= Data in this exercise =
+ + + +
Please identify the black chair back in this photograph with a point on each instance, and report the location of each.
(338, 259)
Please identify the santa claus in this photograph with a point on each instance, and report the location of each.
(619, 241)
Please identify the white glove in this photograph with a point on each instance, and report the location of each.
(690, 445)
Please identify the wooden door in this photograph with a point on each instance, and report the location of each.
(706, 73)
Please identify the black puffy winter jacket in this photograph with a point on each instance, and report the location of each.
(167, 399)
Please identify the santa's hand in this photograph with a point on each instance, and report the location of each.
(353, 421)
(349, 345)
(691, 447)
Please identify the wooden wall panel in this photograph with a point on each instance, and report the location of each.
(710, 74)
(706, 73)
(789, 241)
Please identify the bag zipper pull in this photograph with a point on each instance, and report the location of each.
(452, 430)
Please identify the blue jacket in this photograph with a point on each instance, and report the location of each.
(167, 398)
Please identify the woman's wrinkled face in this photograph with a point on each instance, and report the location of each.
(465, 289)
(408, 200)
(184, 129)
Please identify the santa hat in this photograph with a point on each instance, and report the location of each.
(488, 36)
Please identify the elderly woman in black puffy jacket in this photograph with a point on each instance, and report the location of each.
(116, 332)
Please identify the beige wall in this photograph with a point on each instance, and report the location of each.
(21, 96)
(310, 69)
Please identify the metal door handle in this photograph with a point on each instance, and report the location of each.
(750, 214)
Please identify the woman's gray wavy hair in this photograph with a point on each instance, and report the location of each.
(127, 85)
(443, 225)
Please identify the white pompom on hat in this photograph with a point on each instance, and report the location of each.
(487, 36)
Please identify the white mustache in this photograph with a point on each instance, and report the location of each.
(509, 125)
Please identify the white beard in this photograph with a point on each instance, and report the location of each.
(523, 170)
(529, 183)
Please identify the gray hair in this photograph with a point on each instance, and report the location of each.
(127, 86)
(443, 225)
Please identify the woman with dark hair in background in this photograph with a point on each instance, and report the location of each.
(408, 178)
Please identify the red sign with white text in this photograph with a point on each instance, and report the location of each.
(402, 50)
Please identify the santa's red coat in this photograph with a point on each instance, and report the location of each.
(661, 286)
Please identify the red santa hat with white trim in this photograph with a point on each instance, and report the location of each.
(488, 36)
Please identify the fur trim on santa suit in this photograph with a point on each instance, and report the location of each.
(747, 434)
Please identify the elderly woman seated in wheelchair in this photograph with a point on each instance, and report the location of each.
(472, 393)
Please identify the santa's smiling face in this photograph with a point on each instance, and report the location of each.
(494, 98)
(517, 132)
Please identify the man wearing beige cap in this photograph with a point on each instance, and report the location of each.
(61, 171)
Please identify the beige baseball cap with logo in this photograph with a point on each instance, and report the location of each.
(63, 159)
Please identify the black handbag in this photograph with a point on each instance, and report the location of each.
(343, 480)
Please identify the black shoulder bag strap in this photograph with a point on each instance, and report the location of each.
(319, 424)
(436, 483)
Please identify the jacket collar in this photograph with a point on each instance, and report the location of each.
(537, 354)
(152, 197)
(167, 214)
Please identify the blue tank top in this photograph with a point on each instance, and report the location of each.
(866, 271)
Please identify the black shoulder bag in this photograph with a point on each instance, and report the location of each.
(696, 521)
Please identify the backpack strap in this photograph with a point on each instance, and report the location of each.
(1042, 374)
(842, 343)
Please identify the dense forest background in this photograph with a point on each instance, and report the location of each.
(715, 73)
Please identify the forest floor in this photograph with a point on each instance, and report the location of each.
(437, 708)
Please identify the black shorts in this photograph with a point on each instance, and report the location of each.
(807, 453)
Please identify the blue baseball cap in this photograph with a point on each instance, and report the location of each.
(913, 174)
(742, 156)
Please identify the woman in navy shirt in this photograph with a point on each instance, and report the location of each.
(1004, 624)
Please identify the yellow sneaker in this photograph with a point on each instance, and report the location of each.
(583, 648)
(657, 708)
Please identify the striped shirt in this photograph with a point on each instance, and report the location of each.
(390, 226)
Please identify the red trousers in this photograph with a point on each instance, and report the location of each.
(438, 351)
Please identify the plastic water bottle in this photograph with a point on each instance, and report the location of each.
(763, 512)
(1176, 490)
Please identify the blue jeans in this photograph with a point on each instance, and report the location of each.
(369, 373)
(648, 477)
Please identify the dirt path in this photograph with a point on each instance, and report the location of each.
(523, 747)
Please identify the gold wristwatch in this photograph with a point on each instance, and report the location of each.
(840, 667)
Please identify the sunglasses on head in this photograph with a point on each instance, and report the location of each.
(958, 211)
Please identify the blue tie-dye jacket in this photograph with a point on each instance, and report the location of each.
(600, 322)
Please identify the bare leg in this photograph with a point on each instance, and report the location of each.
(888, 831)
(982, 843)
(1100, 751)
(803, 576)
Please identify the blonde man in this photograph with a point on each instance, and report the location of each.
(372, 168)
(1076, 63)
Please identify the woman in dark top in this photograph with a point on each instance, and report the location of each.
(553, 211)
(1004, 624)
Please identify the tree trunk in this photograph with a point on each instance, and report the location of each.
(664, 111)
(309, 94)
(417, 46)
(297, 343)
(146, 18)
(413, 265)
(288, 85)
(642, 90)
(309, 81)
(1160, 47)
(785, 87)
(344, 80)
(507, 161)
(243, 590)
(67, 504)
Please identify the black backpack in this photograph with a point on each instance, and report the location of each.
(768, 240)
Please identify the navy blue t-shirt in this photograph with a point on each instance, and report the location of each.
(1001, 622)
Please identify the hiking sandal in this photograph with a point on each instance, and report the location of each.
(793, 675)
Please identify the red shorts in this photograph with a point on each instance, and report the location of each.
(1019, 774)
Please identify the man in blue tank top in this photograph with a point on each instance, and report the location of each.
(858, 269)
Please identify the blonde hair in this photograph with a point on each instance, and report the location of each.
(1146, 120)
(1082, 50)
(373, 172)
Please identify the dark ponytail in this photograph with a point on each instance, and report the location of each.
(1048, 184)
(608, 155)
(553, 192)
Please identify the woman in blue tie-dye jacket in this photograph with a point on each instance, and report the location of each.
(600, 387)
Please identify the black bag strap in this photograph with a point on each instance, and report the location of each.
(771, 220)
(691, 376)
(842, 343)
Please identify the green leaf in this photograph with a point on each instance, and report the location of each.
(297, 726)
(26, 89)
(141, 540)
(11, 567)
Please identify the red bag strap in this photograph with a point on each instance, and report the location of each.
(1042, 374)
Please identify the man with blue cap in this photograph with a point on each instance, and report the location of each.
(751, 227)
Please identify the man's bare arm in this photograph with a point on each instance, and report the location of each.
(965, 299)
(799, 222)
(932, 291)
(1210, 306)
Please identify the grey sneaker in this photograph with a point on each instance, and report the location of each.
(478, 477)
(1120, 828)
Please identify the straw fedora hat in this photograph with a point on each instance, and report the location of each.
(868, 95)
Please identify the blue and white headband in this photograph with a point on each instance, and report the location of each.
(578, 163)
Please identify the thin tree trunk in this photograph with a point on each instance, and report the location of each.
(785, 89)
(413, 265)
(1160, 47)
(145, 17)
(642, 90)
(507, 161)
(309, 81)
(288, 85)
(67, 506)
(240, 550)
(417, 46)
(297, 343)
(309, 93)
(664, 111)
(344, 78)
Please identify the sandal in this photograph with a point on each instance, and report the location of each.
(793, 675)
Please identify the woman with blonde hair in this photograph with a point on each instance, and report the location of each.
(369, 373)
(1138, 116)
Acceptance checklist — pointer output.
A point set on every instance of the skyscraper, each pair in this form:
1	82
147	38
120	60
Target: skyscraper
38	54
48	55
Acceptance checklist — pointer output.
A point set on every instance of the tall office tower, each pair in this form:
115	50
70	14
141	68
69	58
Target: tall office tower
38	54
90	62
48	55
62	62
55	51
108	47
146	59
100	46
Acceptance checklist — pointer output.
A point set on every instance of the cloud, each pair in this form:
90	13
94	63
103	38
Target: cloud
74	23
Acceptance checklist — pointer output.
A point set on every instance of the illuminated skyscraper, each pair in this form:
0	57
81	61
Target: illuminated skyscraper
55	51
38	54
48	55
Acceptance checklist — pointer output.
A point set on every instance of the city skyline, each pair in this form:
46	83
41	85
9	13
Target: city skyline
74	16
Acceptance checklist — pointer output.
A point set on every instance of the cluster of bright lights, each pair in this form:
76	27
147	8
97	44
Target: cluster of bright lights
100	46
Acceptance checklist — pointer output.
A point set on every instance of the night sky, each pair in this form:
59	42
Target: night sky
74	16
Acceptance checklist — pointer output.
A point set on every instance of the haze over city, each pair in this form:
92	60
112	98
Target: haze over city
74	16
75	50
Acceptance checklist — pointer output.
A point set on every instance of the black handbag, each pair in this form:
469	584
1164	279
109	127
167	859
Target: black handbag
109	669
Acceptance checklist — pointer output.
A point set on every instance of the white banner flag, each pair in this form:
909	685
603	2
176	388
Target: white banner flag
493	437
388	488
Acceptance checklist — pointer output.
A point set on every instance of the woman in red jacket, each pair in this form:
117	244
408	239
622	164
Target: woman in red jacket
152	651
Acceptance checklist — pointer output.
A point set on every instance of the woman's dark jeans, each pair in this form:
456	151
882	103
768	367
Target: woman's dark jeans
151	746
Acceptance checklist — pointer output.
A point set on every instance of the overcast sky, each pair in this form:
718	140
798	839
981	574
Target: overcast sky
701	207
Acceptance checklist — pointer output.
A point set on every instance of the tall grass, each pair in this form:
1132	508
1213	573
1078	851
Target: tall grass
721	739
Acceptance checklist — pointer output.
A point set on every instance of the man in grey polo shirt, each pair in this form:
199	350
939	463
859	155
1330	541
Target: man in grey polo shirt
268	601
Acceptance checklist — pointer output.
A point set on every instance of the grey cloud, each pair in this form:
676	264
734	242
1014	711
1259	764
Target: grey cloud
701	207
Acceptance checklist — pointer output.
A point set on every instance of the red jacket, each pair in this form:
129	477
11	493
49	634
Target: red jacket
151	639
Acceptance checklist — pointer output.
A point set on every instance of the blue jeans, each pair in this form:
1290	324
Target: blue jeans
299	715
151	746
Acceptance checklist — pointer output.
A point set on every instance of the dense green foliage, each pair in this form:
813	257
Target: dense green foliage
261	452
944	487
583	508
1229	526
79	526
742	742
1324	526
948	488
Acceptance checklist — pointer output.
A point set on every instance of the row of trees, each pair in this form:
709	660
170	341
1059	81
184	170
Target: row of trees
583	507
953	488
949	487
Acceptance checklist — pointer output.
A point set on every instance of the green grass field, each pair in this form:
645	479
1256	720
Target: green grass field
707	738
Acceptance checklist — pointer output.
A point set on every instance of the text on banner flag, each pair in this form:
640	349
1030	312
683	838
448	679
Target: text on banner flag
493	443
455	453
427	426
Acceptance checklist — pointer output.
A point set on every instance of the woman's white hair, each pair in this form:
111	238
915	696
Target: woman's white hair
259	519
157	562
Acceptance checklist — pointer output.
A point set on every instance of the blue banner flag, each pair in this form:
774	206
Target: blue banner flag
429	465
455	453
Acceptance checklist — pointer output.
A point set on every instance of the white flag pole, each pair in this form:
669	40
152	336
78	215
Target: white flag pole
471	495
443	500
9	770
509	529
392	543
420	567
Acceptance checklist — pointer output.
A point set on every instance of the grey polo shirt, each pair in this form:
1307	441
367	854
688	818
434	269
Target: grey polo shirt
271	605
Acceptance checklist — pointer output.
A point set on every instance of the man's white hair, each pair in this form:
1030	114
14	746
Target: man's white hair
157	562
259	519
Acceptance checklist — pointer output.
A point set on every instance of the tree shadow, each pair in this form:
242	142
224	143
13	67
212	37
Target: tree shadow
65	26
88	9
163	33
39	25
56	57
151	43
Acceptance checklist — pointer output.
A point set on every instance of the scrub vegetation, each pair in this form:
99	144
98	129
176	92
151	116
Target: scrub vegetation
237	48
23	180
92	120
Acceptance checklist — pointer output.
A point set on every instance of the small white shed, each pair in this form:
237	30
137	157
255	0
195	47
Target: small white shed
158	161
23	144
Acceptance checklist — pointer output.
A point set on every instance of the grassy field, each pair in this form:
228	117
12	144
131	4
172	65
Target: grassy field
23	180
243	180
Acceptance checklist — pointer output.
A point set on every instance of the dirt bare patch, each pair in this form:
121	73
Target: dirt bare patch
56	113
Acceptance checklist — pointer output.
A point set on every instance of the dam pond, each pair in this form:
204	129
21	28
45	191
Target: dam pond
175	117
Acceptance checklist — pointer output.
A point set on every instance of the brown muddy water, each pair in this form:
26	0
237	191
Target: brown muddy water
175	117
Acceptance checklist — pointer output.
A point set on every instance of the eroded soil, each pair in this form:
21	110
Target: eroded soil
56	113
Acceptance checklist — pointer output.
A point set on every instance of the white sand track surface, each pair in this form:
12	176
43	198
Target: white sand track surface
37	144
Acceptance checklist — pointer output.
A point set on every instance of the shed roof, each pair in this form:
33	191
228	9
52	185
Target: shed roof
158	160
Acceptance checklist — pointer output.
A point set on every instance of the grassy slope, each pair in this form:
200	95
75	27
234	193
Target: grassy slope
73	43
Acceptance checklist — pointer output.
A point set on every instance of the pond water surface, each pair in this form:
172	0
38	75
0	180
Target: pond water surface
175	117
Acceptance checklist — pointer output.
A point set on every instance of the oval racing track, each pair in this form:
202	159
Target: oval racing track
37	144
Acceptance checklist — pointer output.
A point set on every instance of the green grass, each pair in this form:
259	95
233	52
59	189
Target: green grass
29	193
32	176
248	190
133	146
+ + + +
= Instructions for the task =
Rewrite the entries above, from the line with "Please identify the red trousers" up to and including the line with "(1001, 622)", and reproduce every line in that range, requests included. Multiply each coordinate in the answers by 2.5 and round it to a whole number, with halves rounded up.

= Result below =
Please identify the red trousers in this photograph with a point on each instance, and report the location of each.
(1095, 878)
Please identify the plastic water bottle in this photograph with a point on each instance, and report the location of each.
(1908, 1280)
(2940, 1225)
Please identify the blue jeans in this photograph with a point on each instance, and report the location of each.
(923, 933)
(1620, 1193)
Please identify the dirt path in this photograph with a point on each instance, and report the location of each.
(1308, 1868)
Please identify the gold wristwatch in this photograph with a point on each instance, and report the location of each.
(2100, 1668)
Please identify the sunglasses on head in this photograph with a point on each instance, and report the location of each.
(2395, 528)
Please identify the blue tie-dye jacket in this photograph with a point on each instance, and report the location of each.
(1500, 805)
Please identify the bare leg in this photograph with a point on each instance, and report the location of each.
(2220, 2078)
(2455, 2108)
(2750, 1878)
(2008, 1440)
Please identify the blonde man in this photograph with a point on each instance, and report the location of each.
(930, 420)
(2690, 158)
Please identify the woman in dark top in this photograph with a point on each instance, and report the location of each.
(1383, 528)
(2510, 1560)
Please identify the tree trunk in this photograph with a point on each instance, and report the location of each.
(1660, 278)
(773, 235)
(1043, 115)
(743, 858)
(365, 45)
(1033, 663)
(720, 213)
(1605, 225)
(773, 203)
(2900, 118)
(1963, 218)
(860, 200)
(1268, 403)
(608, 1475)
(168, 1260)
Please identify the black backpack in this photograph with a point on each instance, and report the location of each.
(1920, 600)
Please identify the navy blue t-shirt in this photograph with a point on each instance, and report the location of each.
(2503, 1555)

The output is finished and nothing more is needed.